Record list
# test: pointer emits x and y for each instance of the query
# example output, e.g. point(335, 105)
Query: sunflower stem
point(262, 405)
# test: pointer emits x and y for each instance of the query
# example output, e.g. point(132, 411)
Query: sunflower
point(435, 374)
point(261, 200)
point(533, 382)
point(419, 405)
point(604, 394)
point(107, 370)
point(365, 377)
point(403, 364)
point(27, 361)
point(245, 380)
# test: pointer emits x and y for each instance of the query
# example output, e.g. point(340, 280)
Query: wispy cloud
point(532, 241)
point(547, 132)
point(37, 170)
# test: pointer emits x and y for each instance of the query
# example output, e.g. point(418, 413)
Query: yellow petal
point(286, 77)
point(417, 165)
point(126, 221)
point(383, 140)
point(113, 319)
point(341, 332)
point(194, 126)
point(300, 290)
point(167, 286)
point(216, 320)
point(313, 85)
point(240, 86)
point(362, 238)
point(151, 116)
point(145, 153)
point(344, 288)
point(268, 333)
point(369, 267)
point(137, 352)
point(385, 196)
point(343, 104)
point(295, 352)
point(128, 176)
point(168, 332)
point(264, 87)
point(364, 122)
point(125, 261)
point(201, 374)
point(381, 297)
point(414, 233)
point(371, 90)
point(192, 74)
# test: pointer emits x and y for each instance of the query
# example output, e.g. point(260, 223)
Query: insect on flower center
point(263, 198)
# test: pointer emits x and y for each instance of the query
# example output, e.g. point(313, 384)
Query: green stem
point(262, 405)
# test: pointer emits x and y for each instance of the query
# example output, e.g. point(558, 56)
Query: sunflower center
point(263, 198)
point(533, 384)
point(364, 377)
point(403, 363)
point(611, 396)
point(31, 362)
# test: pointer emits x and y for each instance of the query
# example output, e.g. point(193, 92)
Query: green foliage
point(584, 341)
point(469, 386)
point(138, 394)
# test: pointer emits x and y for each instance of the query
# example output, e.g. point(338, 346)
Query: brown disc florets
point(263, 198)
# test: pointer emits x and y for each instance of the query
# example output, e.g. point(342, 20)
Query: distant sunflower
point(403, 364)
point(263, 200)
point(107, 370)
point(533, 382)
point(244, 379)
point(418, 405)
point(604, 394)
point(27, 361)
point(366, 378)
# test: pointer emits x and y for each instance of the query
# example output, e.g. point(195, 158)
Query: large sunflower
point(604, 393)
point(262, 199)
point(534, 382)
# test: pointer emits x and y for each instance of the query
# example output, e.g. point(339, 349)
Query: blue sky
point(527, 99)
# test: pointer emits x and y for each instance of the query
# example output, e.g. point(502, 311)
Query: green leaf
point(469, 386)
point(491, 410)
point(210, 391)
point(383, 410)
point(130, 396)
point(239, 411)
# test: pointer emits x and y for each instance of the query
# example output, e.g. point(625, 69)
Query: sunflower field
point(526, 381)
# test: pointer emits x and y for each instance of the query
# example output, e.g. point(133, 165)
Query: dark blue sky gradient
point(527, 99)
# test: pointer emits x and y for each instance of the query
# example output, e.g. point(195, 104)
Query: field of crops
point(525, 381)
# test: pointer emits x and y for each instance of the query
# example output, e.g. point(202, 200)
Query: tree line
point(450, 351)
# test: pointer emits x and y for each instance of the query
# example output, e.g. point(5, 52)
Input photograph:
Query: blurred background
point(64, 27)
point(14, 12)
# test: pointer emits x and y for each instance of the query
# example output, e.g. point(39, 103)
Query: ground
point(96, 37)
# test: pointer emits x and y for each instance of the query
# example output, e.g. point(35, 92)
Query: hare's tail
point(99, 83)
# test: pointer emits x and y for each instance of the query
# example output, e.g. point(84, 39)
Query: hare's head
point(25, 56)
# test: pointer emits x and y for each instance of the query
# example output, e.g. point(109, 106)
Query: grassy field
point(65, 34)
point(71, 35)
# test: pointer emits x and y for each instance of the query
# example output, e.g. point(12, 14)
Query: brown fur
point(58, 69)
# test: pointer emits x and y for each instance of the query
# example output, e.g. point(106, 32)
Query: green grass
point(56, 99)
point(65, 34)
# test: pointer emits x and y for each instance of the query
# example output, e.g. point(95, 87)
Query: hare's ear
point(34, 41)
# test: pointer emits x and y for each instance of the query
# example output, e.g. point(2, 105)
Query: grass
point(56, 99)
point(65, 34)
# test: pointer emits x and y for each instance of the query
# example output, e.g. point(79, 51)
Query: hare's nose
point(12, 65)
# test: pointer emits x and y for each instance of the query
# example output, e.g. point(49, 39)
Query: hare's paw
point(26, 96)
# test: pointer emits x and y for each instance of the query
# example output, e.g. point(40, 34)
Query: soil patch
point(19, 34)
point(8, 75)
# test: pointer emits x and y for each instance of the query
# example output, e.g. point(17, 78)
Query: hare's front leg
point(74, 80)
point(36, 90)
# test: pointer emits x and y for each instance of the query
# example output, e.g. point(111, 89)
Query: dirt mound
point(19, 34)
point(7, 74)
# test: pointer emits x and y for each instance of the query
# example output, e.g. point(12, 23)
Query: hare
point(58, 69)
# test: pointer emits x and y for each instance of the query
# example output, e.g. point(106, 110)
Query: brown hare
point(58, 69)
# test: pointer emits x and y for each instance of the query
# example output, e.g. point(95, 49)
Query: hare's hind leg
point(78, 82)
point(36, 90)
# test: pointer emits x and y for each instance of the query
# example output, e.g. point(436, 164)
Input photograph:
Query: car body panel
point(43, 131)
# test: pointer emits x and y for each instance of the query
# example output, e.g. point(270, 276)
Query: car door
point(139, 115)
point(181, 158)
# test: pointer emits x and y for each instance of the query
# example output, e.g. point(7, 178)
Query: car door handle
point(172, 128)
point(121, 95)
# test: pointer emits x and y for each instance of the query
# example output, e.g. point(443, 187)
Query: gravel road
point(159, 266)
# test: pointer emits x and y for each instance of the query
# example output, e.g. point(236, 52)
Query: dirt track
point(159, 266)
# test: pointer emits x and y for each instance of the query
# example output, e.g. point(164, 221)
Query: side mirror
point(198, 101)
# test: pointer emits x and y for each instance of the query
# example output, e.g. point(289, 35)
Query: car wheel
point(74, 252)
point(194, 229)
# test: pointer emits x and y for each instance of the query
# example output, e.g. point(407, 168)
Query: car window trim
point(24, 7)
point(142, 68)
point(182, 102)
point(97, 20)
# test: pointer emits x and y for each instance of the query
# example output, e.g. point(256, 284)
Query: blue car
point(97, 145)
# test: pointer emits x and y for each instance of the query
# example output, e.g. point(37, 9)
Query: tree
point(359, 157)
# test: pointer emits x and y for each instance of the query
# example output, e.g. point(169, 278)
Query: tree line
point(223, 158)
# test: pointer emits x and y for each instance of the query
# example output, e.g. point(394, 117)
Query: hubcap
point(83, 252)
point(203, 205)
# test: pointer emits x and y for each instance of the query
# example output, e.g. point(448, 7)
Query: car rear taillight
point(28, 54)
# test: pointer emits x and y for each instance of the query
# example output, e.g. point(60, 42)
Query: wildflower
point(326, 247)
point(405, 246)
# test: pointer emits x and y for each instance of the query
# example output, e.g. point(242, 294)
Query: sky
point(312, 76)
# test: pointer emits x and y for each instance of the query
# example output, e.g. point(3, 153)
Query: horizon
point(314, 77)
--
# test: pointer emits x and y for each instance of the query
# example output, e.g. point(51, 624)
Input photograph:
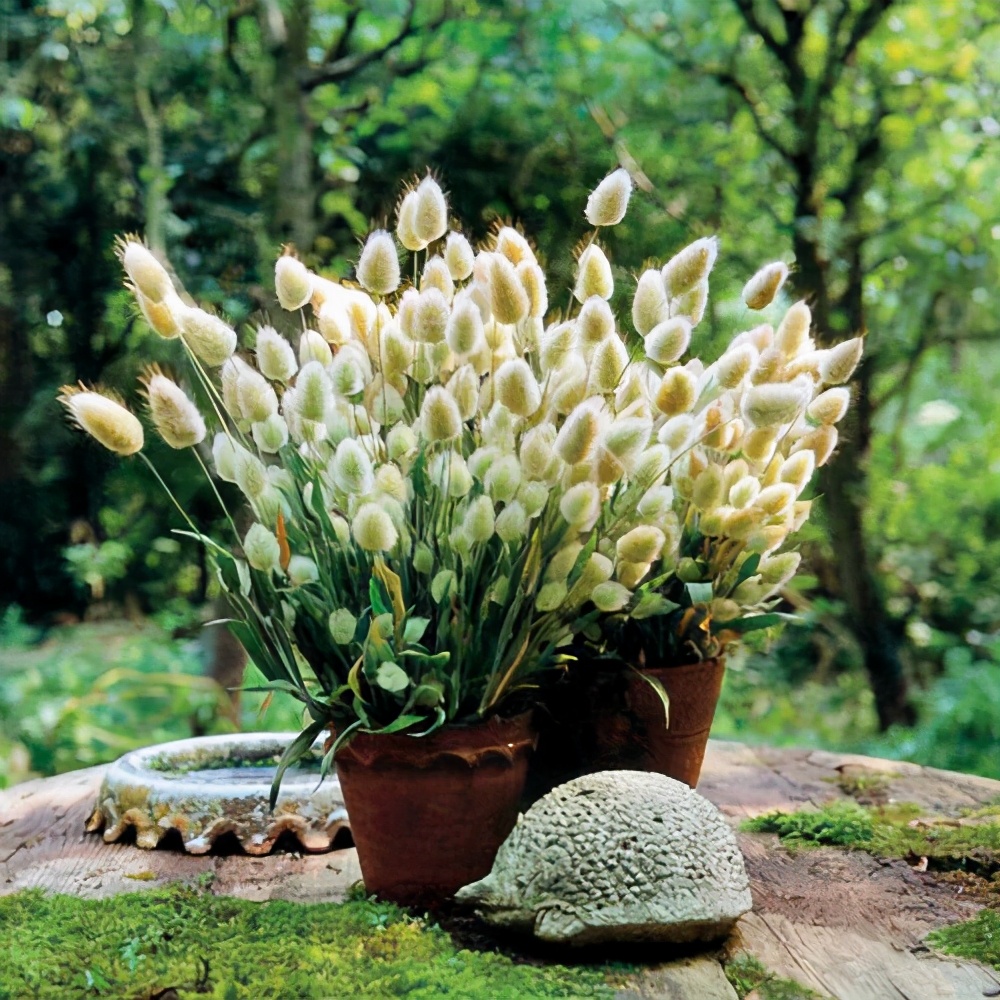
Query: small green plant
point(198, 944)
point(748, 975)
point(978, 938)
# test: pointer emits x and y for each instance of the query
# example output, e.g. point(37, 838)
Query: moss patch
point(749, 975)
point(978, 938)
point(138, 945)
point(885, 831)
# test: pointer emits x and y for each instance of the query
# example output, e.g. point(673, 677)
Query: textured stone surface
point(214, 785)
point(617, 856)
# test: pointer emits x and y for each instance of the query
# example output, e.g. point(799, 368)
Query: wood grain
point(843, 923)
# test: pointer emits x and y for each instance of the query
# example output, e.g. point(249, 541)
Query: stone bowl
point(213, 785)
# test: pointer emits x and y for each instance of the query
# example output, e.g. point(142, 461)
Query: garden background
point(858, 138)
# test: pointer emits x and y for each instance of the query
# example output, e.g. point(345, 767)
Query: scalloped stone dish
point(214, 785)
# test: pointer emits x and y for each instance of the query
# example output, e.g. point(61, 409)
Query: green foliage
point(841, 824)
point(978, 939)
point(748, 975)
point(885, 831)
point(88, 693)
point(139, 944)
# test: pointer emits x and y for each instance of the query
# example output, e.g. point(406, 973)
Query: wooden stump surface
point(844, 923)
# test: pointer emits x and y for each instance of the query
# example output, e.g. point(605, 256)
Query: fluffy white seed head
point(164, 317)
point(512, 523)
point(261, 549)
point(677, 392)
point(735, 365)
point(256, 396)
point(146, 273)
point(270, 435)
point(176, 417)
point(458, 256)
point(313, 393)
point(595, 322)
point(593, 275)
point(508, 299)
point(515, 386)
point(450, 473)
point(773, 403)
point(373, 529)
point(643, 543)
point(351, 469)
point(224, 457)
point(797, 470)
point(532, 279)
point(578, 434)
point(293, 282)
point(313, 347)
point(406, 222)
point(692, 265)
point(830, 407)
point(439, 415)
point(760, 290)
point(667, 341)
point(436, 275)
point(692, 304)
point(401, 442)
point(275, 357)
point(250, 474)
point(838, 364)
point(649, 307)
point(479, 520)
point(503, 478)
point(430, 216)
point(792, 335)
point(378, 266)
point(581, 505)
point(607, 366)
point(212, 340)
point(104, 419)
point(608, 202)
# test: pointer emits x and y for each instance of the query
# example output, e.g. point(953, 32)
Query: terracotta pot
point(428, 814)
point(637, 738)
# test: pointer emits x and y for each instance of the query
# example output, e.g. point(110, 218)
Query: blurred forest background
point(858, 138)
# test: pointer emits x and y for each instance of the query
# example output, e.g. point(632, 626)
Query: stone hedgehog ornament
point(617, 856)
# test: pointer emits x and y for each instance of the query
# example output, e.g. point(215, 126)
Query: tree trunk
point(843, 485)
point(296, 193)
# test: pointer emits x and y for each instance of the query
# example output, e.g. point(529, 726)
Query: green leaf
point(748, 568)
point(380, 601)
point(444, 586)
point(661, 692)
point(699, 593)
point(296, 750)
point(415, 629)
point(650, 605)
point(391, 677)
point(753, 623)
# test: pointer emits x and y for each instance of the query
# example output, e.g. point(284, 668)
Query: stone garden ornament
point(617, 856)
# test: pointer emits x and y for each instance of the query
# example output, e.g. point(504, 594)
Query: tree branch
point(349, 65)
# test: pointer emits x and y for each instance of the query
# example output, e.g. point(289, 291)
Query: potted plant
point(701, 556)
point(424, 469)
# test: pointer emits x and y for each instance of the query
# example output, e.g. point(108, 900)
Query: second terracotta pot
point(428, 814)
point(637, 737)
--
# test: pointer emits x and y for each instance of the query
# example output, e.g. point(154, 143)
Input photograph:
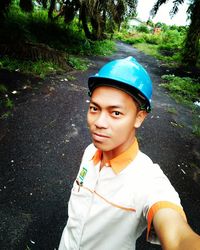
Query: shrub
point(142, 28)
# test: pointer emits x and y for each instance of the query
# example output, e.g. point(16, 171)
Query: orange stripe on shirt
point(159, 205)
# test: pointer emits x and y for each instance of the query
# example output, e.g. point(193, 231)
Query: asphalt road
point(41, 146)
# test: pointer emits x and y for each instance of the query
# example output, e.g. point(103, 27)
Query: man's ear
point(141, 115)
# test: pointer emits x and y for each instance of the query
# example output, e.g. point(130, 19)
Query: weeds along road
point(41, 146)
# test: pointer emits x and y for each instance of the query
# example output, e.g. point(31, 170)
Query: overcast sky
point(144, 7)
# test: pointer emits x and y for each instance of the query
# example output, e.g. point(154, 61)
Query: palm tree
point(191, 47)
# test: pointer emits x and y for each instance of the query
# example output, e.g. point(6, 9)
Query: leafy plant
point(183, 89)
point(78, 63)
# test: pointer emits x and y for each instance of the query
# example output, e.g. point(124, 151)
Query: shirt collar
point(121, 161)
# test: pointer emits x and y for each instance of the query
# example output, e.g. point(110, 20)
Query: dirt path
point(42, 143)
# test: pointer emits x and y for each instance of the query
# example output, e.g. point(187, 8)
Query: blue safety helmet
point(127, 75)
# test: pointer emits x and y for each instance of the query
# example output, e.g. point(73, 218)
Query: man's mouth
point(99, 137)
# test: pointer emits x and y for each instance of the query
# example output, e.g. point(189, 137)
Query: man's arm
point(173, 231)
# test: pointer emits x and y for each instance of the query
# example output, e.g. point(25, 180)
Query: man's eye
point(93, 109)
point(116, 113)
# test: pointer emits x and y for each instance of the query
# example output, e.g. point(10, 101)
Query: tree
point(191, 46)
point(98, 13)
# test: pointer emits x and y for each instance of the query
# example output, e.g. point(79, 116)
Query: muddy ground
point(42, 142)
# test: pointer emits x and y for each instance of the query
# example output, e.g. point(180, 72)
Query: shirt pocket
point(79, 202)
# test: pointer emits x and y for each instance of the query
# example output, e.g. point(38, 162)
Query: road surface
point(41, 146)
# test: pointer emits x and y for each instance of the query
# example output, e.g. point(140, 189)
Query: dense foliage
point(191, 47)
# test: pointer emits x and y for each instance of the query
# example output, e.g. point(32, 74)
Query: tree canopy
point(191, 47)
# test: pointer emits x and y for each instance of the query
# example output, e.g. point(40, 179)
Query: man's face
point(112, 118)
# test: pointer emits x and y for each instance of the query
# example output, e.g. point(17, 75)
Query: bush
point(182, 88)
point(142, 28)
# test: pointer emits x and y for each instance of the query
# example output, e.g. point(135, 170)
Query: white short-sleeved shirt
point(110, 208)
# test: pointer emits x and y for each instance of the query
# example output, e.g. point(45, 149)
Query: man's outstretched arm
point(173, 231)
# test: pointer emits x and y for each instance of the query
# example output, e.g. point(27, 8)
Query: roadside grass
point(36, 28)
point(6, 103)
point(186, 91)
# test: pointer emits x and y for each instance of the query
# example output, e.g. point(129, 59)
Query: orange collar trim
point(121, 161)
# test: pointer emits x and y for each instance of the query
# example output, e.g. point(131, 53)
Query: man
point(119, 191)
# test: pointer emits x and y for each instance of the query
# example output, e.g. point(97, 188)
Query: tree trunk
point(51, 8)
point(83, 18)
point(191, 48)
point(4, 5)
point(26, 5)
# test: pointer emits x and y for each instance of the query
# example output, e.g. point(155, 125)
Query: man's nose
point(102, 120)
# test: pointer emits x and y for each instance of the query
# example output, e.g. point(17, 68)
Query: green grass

Work to be completed
Tally the lines in the items above that contain the string "brown", matching case exactly, and reply with only that number.

Output for this task
3